**Task prompt**
Render the items, from the first line through the line containing "[(174, 209), (374, 47), (357, 265)]", as a Markdown table with the columns "Row" and "Text". Put one line in each row with its number, and skip any blank lines.

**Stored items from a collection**
++++++++

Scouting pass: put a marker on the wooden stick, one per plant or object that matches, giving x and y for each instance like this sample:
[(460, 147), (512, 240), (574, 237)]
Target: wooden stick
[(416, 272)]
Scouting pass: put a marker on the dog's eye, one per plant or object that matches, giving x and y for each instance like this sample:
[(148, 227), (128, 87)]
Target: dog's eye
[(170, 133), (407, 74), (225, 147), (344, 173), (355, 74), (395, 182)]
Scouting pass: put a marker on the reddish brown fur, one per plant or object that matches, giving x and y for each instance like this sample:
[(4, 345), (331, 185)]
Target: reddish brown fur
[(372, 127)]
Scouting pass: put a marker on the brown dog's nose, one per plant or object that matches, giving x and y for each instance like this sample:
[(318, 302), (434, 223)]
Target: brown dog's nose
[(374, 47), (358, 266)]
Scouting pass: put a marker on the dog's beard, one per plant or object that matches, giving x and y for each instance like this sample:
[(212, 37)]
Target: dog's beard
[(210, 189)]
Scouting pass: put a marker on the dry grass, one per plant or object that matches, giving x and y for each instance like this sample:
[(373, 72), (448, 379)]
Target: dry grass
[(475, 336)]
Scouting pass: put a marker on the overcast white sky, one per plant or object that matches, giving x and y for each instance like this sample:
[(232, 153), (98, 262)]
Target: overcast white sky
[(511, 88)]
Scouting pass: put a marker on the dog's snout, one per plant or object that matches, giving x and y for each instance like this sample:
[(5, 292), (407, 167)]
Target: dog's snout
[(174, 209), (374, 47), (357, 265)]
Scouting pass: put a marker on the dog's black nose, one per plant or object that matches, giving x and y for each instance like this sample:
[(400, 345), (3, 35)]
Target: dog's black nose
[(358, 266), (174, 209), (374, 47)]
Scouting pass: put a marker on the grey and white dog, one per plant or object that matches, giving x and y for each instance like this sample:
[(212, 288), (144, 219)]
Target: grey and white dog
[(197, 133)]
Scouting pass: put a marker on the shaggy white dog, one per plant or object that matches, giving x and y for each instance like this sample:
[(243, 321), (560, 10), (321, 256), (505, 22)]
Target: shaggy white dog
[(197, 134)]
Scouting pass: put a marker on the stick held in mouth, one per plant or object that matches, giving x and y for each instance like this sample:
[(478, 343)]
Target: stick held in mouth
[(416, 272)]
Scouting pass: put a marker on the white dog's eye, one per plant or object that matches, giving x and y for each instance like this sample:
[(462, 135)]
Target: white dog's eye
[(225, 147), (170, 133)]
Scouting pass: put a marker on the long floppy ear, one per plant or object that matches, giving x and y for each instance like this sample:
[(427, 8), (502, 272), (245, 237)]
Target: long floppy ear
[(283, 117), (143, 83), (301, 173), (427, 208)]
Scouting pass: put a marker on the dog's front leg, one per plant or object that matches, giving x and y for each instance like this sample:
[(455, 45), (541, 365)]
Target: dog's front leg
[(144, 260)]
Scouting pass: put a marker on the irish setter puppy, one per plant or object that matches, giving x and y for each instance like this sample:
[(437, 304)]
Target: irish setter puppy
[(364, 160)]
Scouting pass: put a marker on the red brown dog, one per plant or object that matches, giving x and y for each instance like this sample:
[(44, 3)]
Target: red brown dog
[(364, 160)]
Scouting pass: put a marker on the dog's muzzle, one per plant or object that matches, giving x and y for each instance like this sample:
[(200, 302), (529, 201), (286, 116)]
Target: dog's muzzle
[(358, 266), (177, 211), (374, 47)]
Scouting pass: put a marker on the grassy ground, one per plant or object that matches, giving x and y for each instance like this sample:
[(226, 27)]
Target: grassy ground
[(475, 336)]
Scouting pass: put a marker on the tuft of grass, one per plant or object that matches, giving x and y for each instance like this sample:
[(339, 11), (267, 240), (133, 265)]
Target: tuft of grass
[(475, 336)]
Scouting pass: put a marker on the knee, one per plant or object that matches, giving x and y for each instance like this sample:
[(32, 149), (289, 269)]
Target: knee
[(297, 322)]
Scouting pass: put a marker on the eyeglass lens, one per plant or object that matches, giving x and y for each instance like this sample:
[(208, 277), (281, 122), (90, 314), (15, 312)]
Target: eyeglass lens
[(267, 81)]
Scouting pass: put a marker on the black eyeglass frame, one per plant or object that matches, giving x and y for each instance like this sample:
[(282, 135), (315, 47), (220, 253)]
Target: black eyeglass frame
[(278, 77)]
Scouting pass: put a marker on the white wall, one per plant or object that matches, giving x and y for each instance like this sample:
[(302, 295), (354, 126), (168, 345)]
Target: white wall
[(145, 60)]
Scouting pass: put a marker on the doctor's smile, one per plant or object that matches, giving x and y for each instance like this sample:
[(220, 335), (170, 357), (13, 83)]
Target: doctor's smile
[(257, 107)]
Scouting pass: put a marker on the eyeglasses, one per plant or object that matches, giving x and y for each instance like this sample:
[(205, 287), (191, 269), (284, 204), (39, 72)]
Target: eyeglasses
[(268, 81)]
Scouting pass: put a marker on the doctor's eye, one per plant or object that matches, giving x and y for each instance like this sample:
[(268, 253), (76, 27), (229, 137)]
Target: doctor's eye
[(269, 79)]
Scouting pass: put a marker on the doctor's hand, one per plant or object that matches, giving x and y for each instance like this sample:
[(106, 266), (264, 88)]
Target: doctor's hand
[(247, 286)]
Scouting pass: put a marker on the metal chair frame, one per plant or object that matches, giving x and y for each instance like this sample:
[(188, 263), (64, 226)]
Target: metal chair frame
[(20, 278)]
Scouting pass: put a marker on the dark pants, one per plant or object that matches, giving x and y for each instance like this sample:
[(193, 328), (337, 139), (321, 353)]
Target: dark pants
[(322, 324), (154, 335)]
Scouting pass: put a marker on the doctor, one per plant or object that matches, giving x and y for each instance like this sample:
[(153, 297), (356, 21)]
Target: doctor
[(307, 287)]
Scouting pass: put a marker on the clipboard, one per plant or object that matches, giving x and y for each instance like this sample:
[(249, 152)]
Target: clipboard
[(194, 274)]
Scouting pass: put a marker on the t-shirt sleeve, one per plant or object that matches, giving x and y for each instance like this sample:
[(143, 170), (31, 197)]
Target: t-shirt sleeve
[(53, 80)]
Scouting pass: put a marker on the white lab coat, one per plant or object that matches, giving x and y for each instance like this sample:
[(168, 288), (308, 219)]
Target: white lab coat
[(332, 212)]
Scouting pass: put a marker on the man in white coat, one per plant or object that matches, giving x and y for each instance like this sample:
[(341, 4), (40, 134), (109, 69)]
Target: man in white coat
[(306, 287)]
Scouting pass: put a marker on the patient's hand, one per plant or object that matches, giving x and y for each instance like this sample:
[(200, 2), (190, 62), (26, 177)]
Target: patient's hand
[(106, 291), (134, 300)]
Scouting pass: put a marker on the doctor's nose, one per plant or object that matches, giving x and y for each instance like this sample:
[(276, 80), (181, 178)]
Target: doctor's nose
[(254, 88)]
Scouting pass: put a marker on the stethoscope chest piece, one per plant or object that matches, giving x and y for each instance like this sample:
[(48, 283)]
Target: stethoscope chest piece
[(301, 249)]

++++++++

**Exercise result**
| Row | Text |
|---|---|
| 1 | Scouting pass: put a marker on the wooden stick, one per plant or object that matches, giving x and y for each instance like this sample: |
| 2 | [(460, 147), (512, 240), (574, 237)] |
| 3 | Target: wooden stick |
| 4 | [(416, 272)] |
| 5 | Scouting pass: put a marker on the dog's eye, one per plant or object that matches, giving x and y for each instance like this sample: |
| 6 | [(148, 227), (128, 87)] |
| 7 | Target: dog's eye |
| 8 | [(170, 133), (407, 74), (225, 147), (344, 173), (355, 74), (395, 182)] |
| 9 | Scouting pass: put a marker on the reddish brown fur, one per plant or object that matches, giving x and y for each instance like this sample: |
| 10 | [(4, 345), (331, 185)] |
| 11 | Target: reddish brown fur |
| 12 | [(372, 127)] |
| 13 | Scouting pass: put a marker on the brown dog's nose, one per plant or object that matches, giving x and y for each instance like this sample: |
| 14 | [(318, 302), (434, 223)] |
| 15 | Target: brown dog's nose |
| 16 | [(374, 47), (358, 266)] |
| 17 | Scouting pass: put a marker on the dog's beard, one per plant or object that matches, giving x and y for each instance like this sample: |
| 18 | [(212, 37)] |
| 19 | Target: dog's beard |
| 20 | [(210, 189)] |
| 21 | Scouting pass: put a marker on the dry grass, one per plant or object that matches, giving x and y for each instance like this sample: |
| 22 | [(373, 72), (448, 379)] |
| 23 | Target: dry grass |
| 24 | [(475, 336)] |
| 25 | Scouting pass: put a marker on the overcast white sky, one per plant or object that matches, giving x and y for each instance like this sample: |
| 26 | [(232, 153), (98, 262)] |
| 27 | Target: overcast white sky |
| 28 | [(511, 88)] |
| 29 | Scouting pass: put a marker on the dog's snout, one per plant or object that matches, giving x and y for each instance like this sample: |
| 30 | [(5, 292), (407, 167)] |
| 31 | Target: dog's snout |
| 32 | [(174, 209), (374, 47), (357, 265)] |